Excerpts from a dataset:
################

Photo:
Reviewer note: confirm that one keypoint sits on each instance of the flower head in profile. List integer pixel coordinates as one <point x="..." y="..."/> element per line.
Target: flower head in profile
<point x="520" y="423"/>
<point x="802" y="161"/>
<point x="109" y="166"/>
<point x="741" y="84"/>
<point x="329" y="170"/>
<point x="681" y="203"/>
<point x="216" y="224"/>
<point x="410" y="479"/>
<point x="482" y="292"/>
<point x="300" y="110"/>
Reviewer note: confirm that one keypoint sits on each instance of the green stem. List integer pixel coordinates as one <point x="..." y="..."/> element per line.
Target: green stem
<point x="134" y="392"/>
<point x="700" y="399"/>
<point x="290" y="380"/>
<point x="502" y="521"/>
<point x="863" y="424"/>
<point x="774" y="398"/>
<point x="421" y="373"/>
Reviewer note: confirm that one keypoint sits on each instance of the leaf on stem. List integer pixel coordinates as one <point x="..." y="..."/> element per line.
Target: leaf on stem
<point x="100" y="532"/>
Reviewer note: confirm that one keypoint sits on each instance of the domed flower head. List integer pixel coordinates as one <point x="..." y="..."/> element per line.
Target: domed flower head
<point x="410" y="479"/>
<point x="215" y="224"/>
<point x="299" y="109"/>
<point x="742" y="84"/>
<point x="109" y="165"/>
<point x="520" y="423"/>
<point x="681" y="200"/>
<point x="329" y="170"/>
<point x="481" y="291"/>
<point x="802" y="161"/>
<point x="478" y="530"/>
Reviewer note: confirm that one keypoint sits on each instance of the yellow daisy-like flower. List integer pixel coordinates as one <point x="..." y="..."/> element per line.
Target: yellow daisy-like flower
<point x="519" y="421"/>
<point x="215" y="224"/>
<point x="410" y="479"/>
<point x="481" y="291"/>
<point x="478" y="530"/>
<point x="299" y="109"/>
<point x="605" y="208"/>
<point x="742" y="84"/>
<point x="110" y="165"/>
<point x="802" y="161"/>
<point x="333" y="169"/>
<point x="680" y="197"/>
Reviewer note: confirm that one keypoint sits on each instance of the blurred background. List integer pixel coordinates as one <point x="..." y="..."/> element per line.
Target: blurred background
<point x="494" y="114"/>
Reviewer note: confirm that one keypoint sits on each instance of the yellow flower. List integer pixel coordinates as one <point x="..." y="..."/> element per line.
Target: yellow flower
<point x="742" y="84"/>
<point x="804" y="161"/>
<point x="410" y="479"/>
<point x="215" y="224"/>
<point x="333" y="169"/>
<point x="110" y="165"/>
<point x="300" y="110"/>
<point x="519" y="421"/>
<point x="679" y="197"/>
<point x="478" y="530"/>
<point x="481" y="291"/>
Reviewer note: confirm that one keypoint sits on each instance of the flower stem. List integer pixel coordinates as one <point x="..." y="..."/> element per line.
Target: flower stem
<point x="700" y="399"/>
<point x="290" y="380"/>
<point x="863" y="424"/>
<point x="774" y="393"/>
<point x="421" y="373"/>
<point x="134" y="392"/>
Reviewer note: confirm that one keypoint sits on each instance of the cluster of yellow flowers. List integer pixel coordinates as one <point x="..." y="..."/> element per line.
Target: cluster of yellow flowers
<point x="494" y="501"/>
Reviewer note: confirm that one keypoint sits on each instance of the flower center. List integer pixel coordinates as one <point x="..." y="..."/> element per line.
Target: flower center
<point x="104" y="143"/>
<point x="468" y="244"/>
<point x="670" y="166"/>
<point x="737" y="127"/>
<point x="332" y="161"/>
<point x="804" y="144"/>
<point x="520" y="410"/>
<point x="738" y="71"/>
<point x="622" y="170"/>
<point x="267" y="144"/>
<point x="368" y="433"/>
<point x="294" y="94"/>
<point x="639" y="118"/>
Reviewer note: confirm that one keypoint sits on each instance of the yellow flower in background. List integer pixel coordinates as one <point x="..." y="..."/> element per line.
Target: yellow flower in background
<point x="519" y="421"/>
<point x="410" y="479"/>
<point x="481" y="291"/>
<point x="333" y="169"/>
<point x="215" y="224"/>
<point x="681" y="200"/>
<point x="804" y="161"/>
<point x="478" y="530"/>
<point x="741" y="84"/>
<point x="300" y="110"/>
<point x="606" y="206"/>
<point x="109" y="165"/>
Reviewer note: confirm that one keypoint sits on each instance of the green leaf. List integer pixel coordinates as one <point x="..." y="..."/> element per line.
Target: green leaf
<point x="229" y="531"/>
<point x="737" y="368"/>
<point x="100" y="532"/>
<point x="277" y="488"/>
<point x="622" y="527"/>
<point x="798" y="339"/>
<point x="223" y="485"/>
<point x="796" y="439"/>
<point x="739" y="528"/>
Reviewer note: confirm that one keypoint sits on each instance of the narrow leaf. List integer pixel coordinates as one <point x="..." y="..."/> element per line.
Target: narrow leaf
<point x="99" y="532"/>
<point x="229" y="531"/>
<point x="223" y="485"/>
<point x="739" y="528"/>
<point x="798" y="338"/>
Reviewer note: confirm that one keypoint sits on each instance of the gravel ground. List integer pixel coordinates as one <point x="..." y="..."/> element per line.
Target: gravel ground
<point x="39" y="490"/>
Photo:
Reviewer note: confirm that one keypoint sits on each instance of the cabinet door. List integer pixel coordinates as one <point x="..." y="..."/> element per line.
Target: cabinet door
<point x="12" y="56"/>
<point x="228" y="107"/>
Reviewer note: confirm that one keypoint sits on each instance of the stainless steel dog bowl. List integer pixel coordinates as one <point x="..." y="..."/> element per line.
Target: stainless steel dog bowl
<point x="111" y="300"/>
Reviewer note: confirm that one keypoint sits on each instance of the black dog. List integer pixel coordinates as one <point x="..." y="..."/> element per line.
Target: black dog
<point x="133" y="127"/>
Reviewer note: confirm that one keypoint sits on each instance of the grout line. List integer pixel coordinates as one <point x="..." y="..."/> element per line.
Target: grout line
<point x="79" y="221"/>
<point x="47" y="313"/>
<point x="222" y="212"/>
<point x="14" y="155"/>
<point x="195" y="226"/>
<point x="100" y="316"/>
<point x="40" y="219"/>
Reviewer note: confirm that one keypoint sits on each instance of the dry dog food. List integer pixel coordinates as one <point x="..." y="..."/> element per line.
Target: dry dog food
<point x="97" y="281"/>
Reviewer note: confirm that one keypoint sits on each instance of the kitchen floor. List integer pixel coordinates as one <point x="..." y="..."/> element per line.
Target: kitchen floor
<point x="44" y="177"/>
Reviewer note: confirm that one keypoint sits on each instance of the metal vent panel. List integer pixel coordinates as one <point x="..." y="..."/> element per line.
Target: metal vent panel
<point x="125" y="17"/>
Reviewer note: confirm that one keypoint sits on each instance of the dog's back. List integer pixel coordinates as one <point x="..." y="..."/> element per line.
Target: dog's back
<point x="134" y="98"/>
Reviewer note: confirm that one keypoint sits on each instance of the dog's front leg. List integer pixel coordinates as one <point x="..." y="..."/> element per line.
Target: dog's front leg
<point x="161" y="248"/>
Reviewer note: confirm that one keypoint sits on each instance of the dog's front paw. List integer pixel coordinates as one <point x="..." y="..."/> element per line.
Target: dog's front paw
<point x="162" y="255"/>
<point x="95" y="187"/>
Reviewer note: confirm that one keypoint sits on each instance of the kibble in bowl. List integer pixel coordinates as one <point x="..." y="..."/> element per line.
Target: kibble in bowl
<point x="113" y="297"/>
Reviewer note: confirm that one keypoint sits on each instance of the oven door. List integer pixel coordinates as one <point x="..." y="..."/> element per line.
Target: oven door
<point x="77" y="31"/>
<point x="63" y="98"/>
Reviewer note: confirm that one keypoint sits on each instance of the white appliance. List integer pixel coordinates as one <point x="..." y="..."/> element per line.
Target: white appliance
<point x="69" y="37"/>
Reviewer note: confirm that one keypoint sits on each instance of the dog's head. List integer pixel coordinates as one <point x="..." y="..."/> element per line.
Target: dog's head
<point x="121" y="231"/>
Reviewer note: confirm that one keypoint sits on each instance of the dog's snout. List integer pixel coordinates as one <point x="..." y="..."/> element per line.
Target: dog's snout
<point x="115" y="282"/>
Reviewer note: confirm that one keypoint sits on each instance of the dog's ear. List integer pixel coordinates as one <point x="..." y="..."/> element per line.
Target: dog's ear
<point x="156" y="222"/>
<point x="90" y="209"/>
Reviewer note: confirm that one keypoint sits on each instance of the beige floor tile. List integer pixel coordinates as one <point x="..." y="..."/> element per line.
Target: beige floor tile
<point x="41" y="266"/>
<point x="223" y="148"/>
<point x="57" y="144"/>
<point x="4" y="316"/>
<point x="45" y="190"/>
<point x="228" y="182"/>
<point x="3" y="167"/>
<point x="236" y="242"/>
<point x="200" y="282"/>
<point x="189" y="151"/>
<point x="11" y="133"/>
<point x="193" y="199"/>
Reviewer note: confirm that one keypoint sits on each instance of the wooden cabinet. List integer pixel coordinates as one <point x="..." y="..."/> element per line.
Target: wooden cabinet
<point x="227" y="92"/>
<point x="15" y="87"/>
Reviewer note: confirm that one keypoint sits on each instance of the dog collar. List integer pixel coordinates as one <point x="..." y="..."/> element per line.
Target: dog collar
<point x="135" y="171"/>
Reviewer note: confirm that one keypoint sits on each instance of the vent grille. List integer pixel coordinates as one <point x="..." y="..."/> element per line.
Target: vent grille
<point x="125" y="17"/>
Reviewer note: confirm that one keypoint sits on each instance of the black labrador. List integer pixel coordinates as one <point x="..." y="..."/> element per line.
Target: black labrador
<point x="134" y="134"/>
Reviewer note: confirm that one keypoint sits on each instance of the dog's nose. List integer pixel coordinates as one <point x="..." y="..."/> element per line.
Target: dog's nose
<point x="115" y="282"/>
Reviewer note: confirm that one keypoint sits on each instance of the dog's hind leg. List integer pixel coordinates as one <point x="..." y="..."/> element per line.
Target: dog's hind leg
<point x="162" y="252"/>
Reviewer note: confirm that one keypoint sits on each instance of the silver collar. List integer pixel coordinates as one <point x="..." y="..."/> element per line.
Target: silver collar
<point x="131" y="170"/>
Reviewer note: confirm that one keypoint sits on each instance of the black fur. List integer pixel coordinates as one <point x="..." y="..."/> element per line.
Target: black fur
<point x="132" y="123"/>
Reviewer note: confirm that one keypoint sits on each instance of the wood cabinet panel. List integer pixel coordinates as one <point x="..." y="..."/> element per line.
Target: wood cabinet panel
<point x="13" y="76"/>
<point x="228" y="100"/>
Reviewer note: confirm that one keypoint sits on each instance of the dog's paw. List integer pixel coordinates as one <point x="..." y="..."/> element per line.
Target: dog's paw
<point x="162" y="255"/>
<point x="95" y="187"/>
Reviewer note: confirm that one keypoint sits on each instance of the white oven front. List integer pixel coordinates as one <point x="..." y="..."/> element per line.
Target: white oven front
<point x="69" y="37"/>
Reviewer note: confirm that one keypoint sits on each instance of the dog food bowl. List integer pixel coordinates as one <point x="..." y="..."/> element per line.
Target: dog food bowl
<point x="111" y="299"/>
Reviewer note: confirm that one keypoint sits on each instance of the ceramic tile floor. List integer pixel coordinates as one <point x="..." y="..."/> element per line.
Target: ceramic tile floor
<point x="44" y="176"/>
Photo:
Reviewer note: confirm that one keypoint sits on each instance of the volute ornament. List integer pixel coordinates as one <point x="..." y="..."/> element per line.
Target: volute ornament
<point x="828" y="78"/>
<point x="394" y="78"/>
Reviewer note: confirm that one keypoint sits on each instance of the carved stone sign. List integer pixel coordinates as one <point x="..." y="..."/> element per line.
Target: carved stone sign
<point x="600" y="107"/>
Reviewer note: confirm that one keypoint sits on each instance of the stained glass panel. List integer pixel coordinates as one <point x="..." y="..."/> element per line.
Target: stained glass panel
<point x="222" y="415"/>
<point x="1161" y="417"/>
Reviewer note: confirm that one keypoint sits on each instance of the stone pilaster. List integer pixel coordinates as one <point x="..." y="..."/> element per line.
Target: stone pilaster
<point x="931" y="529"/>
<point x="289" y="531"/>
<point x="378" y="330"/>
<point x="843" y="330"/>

################

▶ What is being asked: From the data above, output exactly the lines between the one containing "of the leaf" and the one containing "the flower stem.", counting both of them.

▶ Answer section:
Reviewer note: confirm that one keypoint sits on each instance of the leaf on stem. List integer pixel coordinates as one <point x="..." y="..."/> element per line.
Target: leaf on stem
<point x="100" y="532"/>
Reviewer note: confirm that one keypoint sits on each instance of the domed flower head. List integer pixel coordinates as one <point x="..." y="..."/> element per line.
Target: domed flower head
<point x="410" y="479"/>
<point x="215" y="224"/>
<point x="299" y="109"/>
<point x="742" y="84"/>
<point x="109" y="165"/>
<point x="520" y="423"/>
<point x="681" y="200"/>
<point x="329" y="170"/>
<point x="481" y="291"/>
<point x="802" y="161"/>
<point x="478" y="530"/>
Reviewer note: confirm that one keypoint sits on each instance of the yellow daisy-like flower. List integer pixel coordinates as one <point x="..." y="..."/> element per line.
Target: yellow daisy-like flower
<point x="519" y="421"/>
<point x="215" y="224"/>
<point x="410" y="479"/>
<point x="481" y="291"/>
<point x="478" y="530"/>
<point x="299" y="109"/>
<point x="605" y="208"/>
<point x="742" y="84"/>
<point x="110" y="165"/>
<point x="802" y="161"/>
<point x="333" y="169"/>
<point x="680" y="197"/>
Reviewer note: confirm that one keypoint sits on each instance of the blurred background. List integer pixel coordinates as one <point x="..." y="..."/> element per line.
Target: blurred background
<point x="494" y="114"/>
Reviewer note: confirm that one keypoint sits on each instance of the yellow flower. List integer pixel coordinates as one <point x="..." y="..."/> element per line.
Target: yellow flower
<point x="742" y="84"/>
<point x="804" y="161"/>
<point x="410" y="479"/>
<point x="215" y="224"/>
<point x="333" y="169"/>
<point x="110" y="165"/>
<point x="300" y="110"/>
<point x="519" y="421"/>
<point x="679" y="197"/>
<point x="478" y="530"/>
<point x="481" y="291"/>
Reviewer note: confirm that one keypoint sits on each instance of the flower stem. List integer pixel coordinates as one <point x="..." y="..."/> element per line.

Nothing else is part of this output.